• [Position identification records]
# # # # # # #
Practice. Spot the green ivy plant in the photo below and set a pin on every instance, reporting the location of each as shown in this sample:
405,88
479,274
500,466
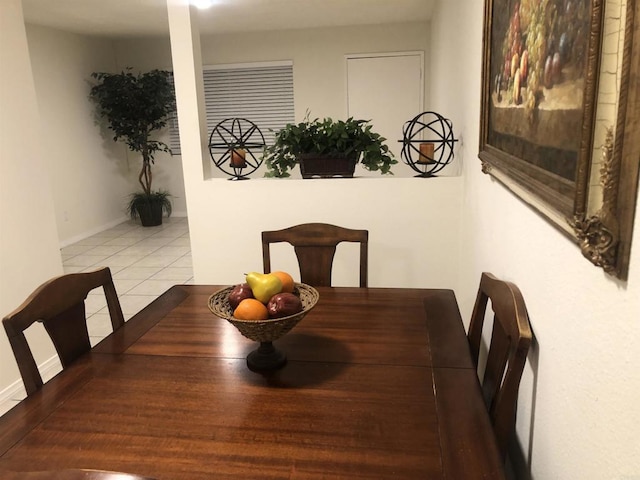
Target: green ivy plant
136,106
351,138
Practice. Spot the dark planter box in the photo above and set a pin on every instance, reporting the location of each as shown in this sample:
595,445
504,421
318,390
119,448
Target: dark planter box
150,214
323,166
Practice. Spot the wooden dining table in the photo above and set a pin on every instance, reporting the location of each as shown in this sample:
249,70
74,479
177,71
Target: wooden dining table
378,384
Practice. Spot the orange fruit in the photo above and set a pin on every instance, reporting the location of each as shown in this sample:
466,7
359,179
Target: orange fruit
251,309
287,281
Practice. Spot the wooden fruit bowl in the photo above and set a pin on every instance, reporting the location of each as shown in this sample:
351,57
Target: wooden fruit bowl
266,357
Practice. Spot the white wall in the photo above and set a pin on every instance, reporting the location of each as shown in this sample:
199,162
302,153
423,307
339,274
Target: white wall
411,248
318,56
89,172
92,176
29,252
578,413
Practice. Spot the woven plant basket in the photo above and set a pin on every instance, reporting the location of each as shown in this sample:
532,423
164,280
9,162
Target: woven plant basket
263,330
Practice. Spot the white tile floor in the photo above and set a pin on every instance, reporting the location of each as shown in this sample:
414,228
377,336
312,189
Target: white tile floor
144,262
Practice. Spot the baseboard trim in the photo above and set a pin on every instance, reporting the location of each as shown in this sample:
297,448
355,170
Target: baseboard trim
102,228
15,391
93,231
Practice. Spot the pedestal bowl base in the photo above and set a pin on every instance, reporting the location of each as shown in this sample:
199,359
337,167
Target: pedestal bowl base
266,357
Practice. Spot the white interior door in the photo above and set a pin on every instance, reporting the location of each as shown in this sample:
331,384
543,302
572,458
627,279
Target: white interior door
387,89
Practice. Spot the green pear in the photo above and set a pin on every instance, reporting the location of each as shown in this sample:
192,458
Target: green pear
264,285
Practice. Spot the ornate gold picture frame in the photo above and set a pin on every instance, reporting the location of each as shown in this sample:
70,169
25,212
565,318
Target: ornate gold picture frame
560,116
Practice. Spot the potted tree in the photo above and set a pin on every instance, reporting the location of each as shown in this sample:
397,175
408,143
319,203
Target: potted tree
135,106
327,148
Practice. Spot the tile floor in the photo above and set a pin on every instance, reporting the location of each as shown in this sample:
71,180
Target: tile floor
144,262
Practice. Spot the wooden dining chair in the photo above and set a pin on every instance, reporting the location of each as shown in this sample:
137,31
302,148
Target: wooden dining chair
59,305
507,355
315,246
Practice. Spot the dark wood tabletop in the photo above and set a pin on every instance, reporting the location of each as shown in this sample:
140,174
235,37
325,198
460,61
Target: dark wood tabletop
378,384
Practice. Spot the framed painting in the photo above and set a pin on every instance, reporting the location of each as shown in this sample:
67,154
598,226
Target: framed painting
548,117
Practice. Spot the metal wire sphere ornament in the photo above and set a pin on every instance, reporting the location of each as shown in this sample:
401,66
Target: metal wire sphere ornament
427,143
235,146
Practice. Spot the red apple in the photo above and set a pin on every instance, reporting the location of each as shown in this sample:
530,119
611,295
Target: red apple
239,293
283,305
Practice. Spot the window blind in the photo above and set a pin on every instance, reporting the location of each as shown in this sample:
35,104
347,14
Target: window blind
262,94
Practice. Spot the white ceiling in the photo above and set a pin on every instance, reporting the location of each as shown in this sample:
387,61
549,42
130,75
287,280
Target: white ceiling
135,18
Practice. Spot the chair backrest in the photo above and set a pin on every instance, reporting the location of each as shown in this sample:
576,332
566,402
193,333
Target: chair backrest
59,305
507,355
315,246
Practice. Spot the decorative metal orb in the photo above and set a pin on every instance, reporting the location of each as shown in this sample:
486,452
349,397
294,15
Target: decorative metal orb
427,143
235,146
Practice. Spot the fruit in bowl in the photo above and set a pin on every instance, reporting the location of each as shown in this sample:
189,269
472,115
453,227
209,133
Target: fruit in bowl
265,295
284,304
264,322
# # # # # # #
• [Work required]
All of the material above is to be copied exactly, except for its images.

• [Response]
Practice. Spot the green ivy plant in the photo below and set a pin on every instance, reporting the location of each as shown in this sample:
405,88
479,274
500,466
Target: green ivy plant
136,106
351,138
Practice. Spot the dark planter box in the photo above and set a pin on every instance, reporting the location of each as shown in this sample:
595,445
504,421
318,390
119,448
Target: dark planter box
150,214
323,166
Practice. Spot the wooden dining table in the photo above and set a pin on every instance, reporting the location of each as shown in this sample:
249,70
74,479
177,71
Target: wooden dining table
378,384
Practice. Spot the orange fruit in the photo above and set a pin on every instance, reporting the location of each as shown in this sample:
466,7
359,179
Target: orange fruit
251,309
287,281
Practice. Spot the wooden fruit bowl in the photo above and set a pin on every instance, reporting the location of each as shown in this sample:
351,57
Target: wooden fruit bowl
266,357
Practice. Spot the white wall in the photo above and set a pin on every instance, reporting the location of each as shown in this sample:
199,162
302,153
423,307
339,274
Target: white wall
411,248
318,56
89,172
92,176
29,252
578,413
Practice. Spot the woven plant basket in the photo above and set a pin on every instance, reporting the location of each as shown in this sample:
532,423
164,280
9,162
Target: woven plant basket
263,330
Practice. Spot the white tile floor in the photo above and set a pin on every instance, reporting the location of each as shown in this sample:
414,228
377,336
312,189
Target: white tile floor
144,262
Practice. Spot the baseboard trim in the photo above and set a pin on every instance, reporting the location of each as shown in this sample:
297,448
355,170
Target: baseboard trim
102,228
15,391
93,231
Practice. Spot the pedestal bowl base in the photo above and set a pin on every instance, reporting the location of each as shown in this sample:
199,359
337,167
Target: pedestal bowl base
266,357
Practice. Spot the white interior door in the photo above and set a pin on every instance, reporting the location of each as shown in this sample:
331,384
543,302
572,458
627,279
Target: white interior door
387,89
Practice. Spot the green pear in the photo above and set a pin on every instance, reporting the location of each as shown in this sample:
192,458
Target: green pear
264,285
Practice. Spot the ornate gold picture frame in the photo above and set a pin on every instance, reporting the location of each as shown in this sample:
70,169
25,212
565,318
Target: ornate gold picture frame
560,116
Practice. Spot the potted tree in the photo above and set a pin on every instance, reporting the location of each as shown in this sample:
397,175
408,143
319,203
Target: potted tree
135,106
327,148
Practice. Spot the tile floor in the photo above and set a pin on every instance, reporting the location of each as shown in this sample:
71,180
Target: tile floor
144,262
Practice. Spot the wooden dining chair in the photo above and set a pin on every instance, reporting the location of each as shown in this sample:
137,31
302,148
Target: wooden dining chair
59,305
507,355
315,246
Practice. Spot the dark wood tabletop in the photo above and set a pin on every instance, reporting the location of each as shown in this sample:
140,174
235,37
325,198
460,61
Target: dark wood tabletop
378,384
Practice. Spot the framed painting in the photo above and set a pin on every instance, reporting the location of each as shown in this sample:
67,154
598,226
Target: framed painting
548,117
Practice. Spot the metal wire sphere ornament in the photo above and set a pin on every instance, reporting the location of each as shown in this sample:
401,66
Target: metal wire sphere ornament
427,143
235,146
Practice. Spot the red apple in the photo above and set a pin on every instance, reporting the location of each as shown in this sample:
530,119
611,295
Target: red apple
239,293
283,305
Practice. Spot the window blind in the photo above and set a pin on every instance, reporting the location of each as shown in this sample:
35,104
347,14
Target: window blind
262,94
Practice. Spot the white ceiling in the photo above and set a pin on every instance, reporting the location of each as shown in this sample:
387,61
549,42
130,75
287,280
Target: white ceiling
135,18
Practice. Spot the chair backrest in the photo above and set a pin on every instance, reporting the location of each as shown in this sample:
576,332
566,402
193,333
Target: chair backrest
59,305
507,355
315,246
Practice. Spot the decorative metal orb in the photo above and set a pin on every instance, reporting the location of each as shown in this sample:
486,452
349,397
294,15
Target: decorative metal orb
427,143
235,146
Practice. Spot the fruit in bowl in the photo above and set a pin on every instance, reporting the location of each as shown in this sample:
189,269
472,115
453,227
209,133
Target: fruit in bowl
265,295
284,304
264,322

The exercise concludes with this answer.